-- Exercise materials follows --

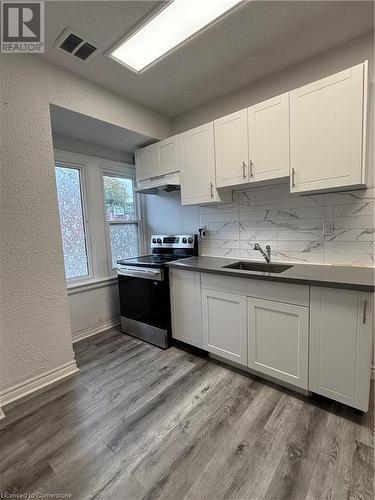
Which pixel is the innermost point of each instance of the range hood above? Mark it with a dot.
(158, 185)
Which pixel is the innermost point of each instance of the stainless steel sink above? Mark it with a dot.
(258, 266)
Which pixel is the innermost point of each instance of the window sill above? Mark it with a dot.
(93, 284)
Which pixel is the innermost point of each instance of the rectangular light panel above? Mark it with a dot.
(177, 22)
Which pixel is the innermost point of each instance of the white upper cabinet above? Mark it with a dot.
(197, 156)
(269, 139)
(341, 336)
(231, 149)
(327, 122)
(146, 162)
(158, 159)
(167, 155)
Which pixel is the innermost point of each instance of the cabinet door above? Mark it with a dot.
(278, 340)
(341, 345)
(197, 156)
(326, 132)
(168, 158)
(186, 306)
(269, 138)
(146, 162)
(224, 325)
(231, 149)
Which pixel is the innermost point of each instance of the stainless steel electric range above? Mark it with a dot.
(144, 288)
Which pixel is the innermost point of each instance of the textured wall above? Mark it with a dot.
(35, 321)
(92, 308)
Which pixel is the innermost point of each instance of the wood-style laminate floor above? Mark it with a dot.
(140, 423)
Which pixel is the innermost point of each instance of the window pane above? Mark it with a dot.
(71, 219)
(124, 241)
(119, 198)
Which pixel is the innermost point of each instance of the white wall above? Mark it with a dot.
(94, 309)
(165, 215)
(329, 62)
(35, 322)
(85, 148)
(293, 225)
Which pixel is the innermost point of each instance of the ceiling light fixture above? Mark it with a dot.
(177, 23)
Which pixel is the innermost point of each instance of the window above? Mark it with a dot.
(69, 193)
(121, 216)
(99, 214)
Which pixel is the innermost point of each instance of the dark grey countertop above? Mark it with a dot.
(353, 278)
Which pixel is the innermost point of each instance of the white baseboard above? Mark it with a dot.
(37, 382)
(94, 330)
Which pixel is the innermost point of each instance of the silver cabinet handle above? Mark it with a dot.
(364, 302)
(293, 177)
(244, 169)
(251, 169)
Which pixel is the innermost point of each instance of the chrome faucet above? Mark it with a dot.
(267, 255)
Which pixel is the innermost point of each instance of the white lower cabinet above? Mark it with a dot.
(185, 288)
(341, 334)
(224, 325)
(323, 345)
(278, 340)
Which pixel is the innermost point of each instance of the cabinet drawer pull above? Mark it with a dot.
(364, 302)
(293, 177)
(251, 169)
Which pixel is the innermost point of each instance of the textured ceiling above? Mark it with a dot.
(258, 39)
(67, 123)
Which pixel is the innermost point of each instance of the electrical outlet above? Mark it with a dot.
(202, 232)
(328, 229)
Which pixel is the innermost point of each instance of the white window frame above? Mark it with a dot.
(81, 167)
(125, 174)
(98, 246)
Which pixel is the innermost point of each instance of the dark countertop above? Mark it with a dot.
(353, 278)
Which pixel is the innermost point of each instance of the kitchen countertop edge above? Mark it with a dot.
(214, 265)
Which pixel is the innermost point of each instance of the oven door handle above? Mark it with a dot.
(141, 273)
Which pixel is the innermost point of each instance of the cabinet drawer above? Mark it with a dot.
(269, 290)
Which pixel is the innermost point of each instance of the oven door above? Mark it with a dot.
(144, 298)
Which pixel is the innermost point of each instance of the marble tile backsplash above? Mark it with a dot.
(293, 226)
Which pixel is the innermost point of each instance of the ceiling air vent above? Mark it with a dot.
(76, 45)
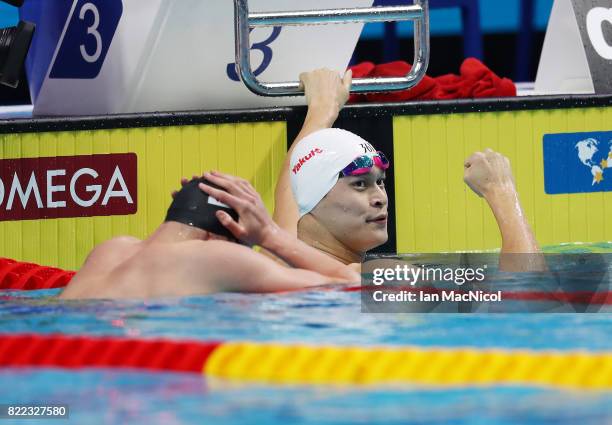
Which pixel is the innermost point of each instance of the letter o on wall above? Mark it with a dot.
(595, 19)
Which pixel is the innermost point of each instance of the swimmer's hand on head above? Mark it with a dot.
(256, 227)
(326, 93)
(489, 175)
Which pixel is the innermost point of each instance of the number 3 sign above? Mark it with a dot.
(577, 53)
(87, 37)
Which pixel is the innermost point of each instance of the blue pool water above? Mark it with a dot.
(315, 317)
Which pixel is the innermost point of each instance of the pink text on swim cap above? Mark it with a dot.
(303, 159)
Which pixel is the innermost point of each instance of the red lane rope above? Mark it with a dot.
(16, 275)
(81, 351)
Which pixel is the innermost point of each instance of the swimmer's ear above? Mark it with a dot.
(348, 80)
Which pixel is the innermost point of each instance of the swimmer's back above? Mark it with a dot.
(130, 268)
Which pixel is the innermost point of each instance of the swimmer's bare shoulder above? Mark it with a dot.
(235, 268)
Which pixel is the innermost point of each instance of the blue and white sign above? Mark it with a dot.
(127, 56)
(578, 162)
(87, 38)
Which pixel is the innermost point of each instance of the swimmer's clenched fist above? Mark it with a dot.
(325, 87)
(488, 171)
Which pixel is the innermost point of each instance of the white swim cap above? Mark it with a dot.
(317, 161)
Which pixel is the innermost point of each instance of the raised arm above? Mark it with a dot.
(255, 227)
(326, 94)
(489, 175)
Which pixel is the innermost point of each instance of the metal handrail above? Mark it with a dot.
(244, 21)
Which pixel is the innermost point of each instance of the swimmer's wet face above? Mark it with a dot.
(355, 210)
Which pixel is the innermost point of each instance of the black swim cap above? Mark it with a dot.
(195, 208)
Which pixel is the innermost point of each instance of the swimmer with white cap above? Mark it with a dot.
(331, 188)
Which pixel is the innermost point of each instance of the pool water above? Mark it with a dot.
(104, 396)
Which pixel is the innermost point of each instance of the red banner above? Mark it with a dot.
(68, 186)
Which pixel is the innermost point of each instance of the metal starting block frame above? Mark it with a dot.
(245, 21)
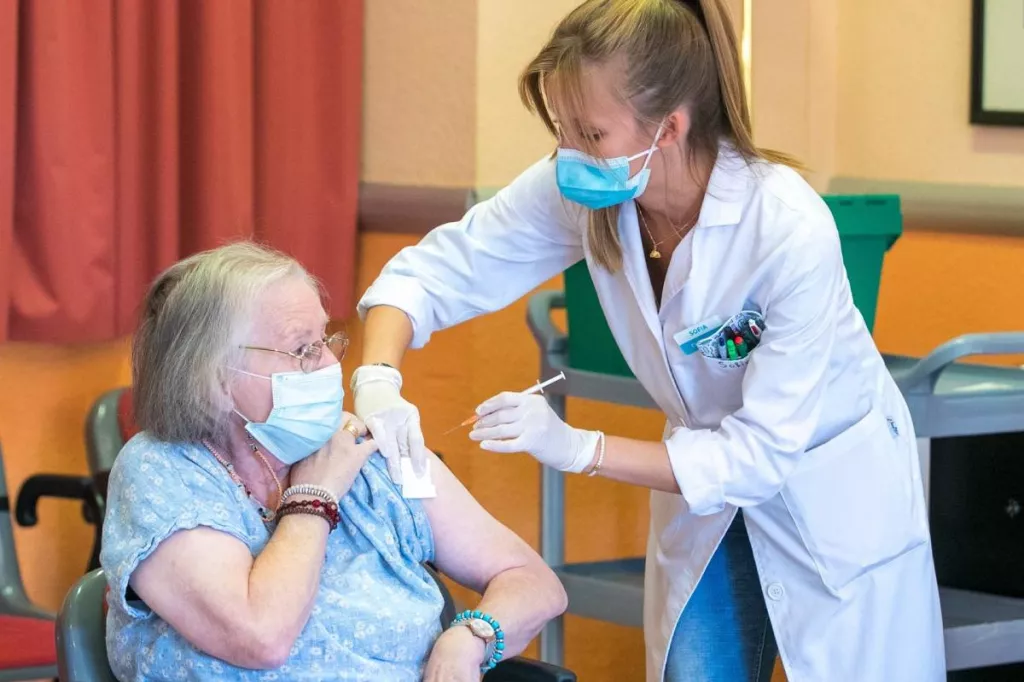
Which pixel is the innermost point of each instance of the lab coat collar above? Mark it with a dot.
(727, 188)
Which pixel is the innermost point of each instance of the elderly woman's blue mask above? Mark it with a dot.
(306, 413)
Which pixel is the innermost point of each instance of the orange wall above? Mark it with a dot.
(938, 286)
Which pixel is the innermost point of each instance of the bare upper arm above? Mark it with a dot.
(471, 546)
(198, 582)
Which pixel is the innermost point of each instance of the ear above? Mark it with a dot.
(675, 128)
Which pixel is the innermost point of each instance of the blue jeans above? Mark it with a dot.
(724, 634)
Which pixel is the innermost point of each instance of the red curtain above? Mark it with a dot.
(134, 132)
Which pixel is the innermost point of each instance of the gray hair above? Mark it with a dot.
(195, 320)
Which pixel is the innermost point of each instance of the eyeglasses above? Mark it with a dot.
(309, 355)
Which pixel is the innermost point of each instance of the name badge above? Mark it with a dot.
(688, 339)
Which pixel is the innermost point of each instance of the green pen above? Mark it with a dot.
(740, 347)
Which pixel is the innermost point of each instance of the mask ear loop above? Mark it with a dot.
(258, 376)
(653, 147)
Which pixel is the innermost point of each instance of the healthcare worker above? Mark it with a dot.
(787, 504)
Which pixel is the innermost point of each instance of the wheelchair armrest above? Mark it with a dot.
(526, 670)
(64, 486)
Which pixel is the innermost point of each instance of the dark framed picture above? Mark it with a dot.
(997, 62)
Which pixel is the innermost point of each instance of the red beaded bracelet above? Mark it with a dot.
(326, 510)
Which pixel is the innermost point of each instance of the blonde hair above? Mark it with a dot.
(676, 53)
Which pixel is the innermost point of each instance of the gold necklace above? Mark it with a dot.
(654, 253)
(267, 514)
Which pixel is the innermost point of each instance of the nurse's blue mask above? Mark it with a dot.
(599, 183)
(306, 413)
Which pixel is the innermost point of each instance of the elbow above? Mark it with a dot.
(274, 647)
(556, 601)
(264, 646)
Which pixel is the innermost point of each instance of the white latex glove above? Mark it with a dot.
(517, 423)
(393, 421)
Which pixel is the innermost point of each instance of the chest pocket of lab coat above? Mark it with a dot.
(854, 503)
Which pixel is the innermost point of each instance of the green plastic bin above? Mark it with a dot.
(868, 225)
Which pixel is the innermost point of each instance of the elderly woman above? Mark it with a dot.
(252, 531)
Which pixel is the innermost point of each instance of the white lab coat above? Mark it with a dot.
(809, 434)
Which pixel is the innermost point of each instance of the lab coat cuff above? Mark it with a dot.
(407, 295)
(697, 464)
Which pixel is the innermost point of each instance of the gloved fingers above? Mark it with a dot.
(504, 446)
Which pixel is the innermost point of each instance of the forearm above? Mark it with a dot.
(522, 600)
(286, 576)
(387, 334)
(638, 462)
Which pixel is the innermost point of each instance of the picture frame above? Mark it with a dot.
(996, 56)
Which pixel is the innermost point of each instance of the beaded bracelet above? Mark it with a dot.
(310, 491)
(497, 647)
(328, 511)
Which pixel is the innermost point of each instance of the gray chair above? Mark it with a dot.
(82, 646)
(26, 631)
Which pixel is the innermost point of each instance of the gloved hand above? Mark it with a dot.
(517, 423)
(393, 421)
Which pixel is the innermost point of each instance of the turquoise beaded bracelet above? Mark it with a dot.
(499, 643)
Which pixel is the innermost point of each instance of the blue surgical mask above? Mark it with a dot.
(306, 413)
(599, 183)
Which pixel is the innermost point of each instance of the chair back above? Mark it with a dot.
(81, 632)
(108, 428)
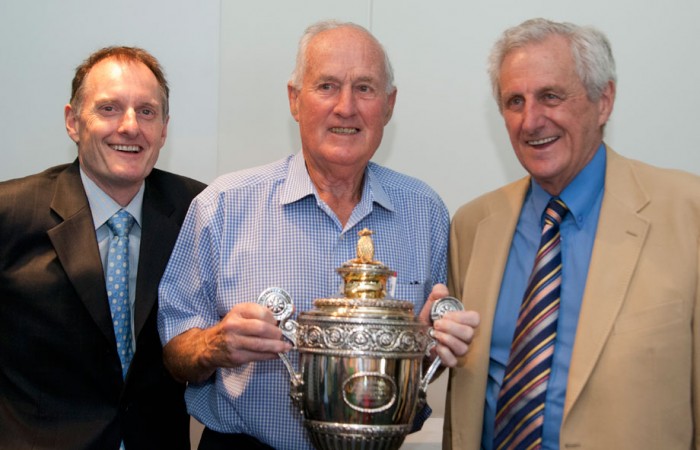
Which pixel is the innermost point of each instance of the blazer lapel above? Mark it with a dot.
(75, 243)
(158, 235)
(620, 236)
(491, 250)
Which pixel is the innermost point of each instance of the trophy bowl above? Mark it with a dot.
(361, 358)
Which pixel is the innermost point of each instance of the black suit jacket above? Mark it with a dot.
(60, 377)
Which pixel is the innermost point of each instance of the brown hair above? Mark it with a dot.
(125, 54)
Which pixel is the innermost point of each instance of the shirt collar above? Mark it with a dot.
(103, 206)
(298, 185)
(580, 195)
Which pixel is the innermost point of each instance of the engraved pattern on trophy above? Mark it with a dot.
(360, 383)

-- Exercise materials concluded --

- _Problem requirements_: The lines from the one containing "of the beaded" to the final line of the material, both ends included, should be retyped exactly and alone, with no pictures.

- _Task solution_:
Which pixel is the innermost point of each instance of the beaded bracelet above? Mark it with a dot.
(310, 491)
(497, 647)
(328, 511)
Which pixel is the innermost point of each instance of the gray chair above? Mark it with a dot.
(82, 646)
(26, 631)
Which pixel is the innermost point of each instance of the gloved hand above? Mark it with a dot.
(517, 423)
(393, 421)
Which pixel is the innermost point of each instance of the turquoise beaded bracelet above? Mark it with a dot.
(499, 643)
Which pixel is the innermost point of each instance of the blue surgical mask above? Mark it with a dot.
(306, 413)
(599, 183)
Which pixel is the innermost point of each instance of the chair back above? Mark it with a dot.
(81, 632)
(108, 428)
Which pixel is the innermost point of each instance of the blazer lapel above? Mark it with a dot.
(75, 243)
(158, 235)
(620, 236)
(491, 250)
Which pixel is the innermost point of each instance of the trophy bowl above? Mark it with a dot.
(361, 358)
Which pixel is the innermost point of each instance of the black suit jacket above? Mark it with a dot.
(60, 377)
Which pixel is the innermost point of each instance of the brown hair above? Mark it with a dot.
(125, 54)
Which pixel is the innermost point of each instance of the shirt collar above? Mark it with a dot.
(103, 206)
(298, 185)
(580, 195)
Which pixel is the innermost point of each instance of the engraved pattern on trophy above? Mark it with a dot.
(360, 383)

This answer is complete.